_Problem requirements_. When a record holds a picture, leave the picture out and copy everything else exactly.

_Supplied information_.
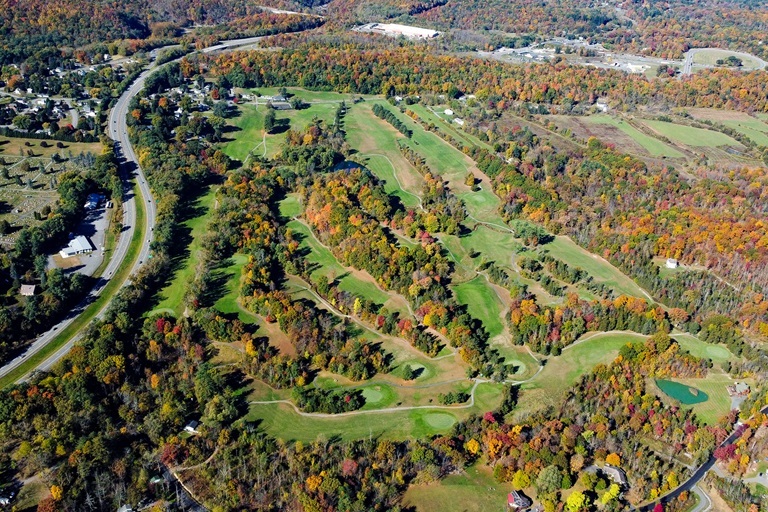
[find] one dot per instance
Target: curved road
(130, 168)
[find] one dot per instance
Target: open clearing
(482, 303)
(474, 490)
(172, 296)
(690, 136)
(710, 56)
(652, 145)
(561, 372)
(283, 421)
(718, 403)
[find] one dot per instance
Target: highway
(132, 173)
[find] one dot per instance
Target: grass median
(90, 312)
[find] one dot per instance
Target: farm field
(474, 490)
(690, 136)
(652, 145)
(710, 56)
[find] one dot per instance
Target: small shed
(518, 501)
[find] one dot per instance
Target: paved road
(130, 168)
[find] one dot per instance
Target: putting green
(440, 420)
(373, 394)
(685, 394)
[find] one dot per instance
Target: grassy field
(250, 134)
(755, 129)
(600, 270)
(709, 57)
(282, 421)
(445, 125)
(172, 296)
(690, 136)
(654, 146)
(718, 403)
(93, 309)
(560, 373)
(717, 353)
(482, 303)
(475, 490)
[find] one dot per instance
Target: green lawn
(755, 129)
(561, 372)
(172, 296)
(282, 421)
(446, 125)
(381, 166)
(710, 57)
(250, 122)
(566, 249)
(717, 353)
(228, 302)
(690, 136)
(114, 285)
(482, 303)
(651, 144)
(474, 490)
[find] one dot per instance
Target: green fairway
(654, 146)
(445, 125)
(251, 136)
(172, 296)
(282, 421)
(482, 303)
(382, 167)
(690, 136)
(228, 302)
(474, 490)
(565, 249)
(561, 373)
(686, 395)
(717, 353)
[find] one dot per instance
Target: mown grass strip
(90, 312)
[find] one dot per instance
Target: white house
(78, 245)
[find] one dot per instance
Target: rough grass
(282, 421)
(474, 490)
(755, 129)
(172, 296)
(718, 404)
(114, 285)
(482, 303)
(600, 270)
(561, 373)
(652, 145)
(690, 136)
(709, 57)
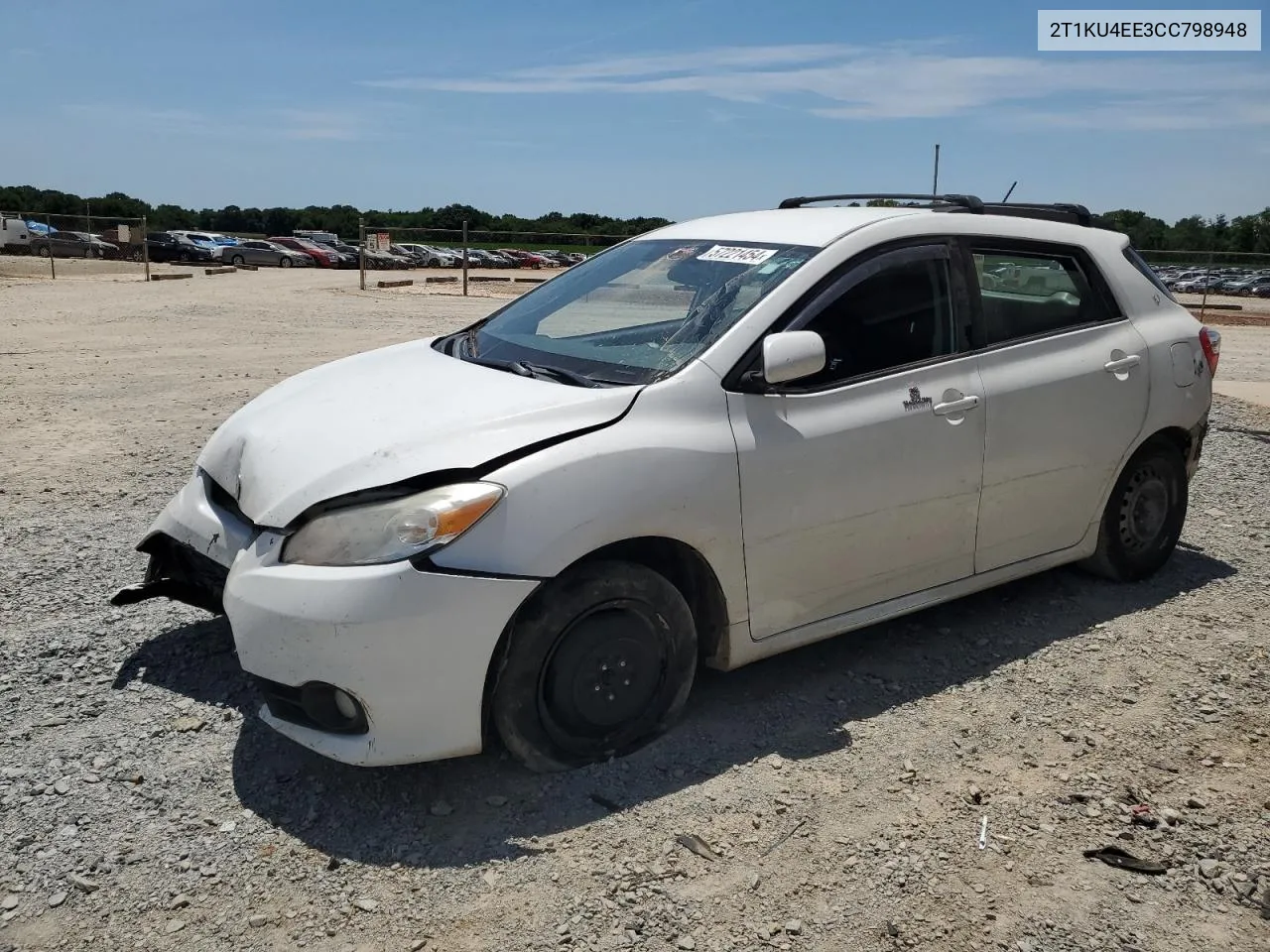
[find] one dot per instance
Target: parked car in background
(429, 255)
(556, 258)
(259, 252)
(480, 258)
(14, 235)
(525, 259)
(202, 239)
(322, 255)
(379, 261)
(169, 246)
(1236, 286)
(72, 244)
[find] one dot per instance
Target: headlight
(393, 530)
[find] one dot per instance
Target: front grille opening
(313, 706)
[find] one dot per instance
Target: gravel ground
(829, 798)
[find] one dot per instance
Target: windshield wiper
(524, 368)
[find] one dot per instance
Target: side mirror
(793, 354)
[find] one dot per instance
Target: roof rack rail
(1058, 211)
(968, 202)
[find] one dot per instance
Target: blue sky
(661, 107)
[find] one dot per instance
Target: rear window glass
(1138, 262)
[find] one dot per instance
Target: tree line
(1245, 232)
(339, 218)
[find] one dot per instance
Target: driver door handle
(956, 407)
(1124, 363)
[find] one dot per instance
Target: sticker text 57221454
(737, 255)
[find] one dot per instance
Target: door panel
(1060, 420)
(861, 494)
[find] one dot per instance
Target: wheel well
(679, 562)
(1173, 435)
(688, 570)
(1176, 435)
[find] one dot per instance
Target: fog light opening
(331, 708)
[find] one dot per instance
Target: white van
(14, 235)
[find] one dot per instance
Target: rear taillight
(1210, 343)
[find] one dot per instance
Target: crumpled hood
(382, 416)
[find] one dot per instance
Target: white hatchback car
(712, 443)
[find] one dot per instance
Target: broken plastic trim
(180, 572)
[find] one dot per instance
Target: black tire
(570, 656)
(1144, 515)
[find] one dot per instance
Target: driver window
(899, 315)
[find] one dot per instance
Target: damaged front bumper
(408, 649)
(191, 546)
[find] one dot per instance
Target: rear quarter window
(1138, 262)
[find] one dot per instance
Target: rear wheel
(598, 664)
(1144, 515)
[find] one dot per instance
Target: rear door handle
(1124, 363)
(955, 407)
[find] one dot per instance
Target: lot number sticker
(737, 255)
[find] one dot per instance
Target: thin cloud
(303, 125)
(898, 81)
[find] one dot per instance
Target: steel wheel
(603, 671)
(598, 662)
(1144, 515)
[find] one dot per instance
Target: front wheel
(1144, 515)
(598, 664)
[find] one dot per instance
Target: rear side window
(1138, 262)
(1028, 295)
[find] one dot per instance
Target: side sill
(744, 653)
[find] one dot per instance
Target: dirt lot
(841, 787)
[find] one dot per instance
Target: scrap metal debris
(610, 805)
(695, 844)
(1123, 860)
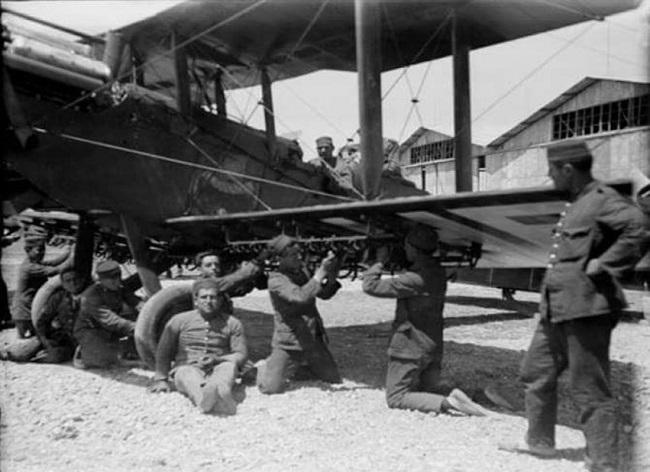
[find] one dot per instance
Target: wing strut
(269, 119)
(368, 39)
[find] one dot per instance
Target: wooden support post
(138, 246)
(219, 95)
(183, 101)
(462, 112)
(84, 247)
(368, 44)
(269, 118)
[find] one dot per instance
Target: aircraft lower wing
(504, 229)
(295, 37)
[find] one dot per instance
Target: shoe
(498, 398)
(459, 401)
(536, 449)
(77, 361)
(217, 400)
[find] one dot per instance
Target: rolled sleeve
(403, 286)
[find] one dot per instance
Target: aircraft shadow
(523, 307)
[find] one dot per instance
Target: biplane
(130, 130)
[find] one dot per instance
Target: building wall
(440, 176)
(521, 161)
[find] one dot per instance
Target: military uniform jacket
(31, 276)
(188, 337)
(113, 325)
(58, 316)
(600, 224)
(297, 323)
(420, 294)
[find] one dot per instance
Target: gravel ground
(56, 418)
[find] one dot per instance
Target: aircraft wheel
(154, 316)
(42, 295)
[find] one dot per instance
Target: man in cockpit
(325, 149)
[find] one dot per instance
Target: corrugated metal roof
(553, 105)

_Answer for this exercise_.
[find] one dot per instance
Target: curved road
(130, 168)
[find] one dot per instance
Target: open clearing
(482, 303)
(474, 490)
(172, 296)
(690, 136)
(710, 56)
(652, 145)
(561, 372)
(283, 421)
(718, 403)
[find] one dot per instance
Target: highway
(132, 173)
[find] one dot per instance
Target: grass median
(90, 312)
[find] one dot per instance
Target: farm field
(474, 490)
(690, 136)
(652, 145)
(710, 56)
[find] one dot per instance
Target: small shed
(518, 501)
[find] one dot per instance
Target: paved road
(130, 168)
[find] one dot per instance
Target: putting green
(440, 420)
(373, 394)
(685, 394)
[find] one dot per instance
Target: grassy field
(250, 134)
(755, 129)
(600, 270)
(709, 57)
(282, 421)
(445, 125)
(172, 296)
(690, 136)
(654, 146)
(718, 403)
(93, 309)
(560, 373)
(717, 353)
(482, 303)
(475, 490)
[find] one dot per instance
Target: green lawn
(755, 129)
(561, 372)
(172, 296)
(282, 421)
(446, 125)
(381, 166)
(710, 57)
(250, 122)
(566, 249)
(717, 353)
(228, 302)
(690, 136)
(114, 285)
(482, 303)
(651, 144)
(474, 490)
[find] one dot per instance
Target: green fairway
(654, 146)
(445, 125)
(251, 136)
(172, 296)
(282, 421)
(482, 303)
(382, 167)
(690, 136)
(228, 302)
(474, 490)
(565, 249)
(561, 373)
(686, 395)
(717, 353)
[find] one dot per instance
Target: mown grass strip
(90, 312)
[find] one dot per instance
Target: white house
(78, 245)
[find] one dot per instance
Target: rough grass
(282, 421)
(474, 490)
(755, 129)
(172, 296)
(718, 404)
(114, 285)
(482, 303)
(600, 270)
(561, 373)
(652, 145)
(690, 136)
(709, 57)
[find] one dot per instance
Target: parked car in background
(429, 255)
(556, 258)
(259, 252)
(480, 258)
(14, 235)
(525, 259)
(202, 239)
(322, 255)
(379, 261)
(169, 246)
(1236, 286)
(72, 244)
[find] one dot per instance
Target: headlight
(393, 530)
[find] one dot per instance
Target: front grille opening
(313, 706)
[find] one dot per instance
Target: gravel ground
(829, 798)
[find] one dot per instance
Target: windshield wiper
(524, 368)
[find] one dot per instance
Target: side mirror
(793, 354)
[find] one dot per instance
Target: roof rack rail
(1058, 211)
(968, 202)
[find] one dot per instance
Target: blue sky
(661, 107)
[find] one dot per instance
Target: rear window glass
(1138, 262)
[find] one dot per instance
Target: tree line
(1245, 232)
(339, 218)
[find] one dot per instance
Target: driver door handle
(956, 407)
(1124, 363)
[find] one dot per instance
Target: sticker text 57221454
(737, 255)
[find] one dot per instance
Target: door panel
(1060, 420)
(861, 494)
[find] one dot per instance
Target: wheel well
(679, 562)
(1173, 435)
(688, 570)
(1176, 435)
[find] one dot per instance
Target: fog light opening
(331, 708)
[find] one dot per instance
Target: white van
(14, 235)
[find] one dot per instance
Target: rear taillight
(1210, 343)
[find] one dot per instance
Target: crumpled hood
(382, 416)
[find] one dot per instance
Target: white hatchback car
(712, 443)
[find] one dot per instance
Target: broken plastic trim
(180, 572)
[find] one dot per instance
Target: black tire
(570, 656)
(1144, 515)
[find] one dot per instance
Target: driver window
(899, 315)
[find] one dot per instance
Target: damaged front bumper
(408, 649)
(191, 546)
[find] one dot per instance
Target: rear quarter window
(1138, 262)
[find] one dot per instance
Target: rear wheel
(598, 664)
(1144, 515)
[find] one dot per instance
Target: rear door handle
(1124, 363)
(955, 407)
[find] one dot per instance
Target: lot number sticker
(737, 255)
[find] one dot per instance
Target: thin cloud
(303, 125)
(898, 81)
[find] one dot per instance
Target: steel wheel
(603, 671)
(598, 662)
(1144, 515)
[find] one dot per instance
Target: front wheel
(1144, 515)
(598, 664)
[find] one dot per instance
Target: rear side window
(1138, 262)
(1028, 295)
[find] one dot per instance
Target: side sill
(744, 653)
[find] one dot per instance
Target: dirt lot
(841, 787)
[find] one dot per instance
Target: scrap metal debris
(610, 805)
(695, 844)
(1123, 860)
[find] one dot per instance
Target: wing strut
(269, 119)
(368, 39)
[find] one dot per instance
Target: wooden support post
(138, 246)
(219, 95)
(183, 101)
(462, 112)
(84, 247)
(368, 44)
(269, 118)
[find] one dot per instance
Target: aircraft lower wing
(504, 229)
(295, 37)
[find] one dot per instance
Target: shoe
(498, 398)
(459, 401)
(536, 449)
(77, 361)
(217, 400)
[find] one dot per instance
Target: rolled sleeve
(403, 286)
[find] one dot per instance
Target: aircraft shadow
(523, 307)
[find] one dot per instance
Target: biplane
(130, 130)
[find] one dot per instance
Target: building wall
(440, 176)
(521, 161)
[find] one dot per instance
Target: military uniform jacket
(31, 276)
(188, 337)
(113, 325)
(58, 316)
(600, 224)
(297, 323)
(420, 294)
[find] one dot per instance
Target: gravel ground
(56, 418)
[find] one dot per instance
Target: aircraft wheel
(154, 316)
(42, 295)
[find] one dot per instance
Target: man in cockpit
(325, 149)
[find] one dot per instance
Target: corrugated metal roof
(553, 105)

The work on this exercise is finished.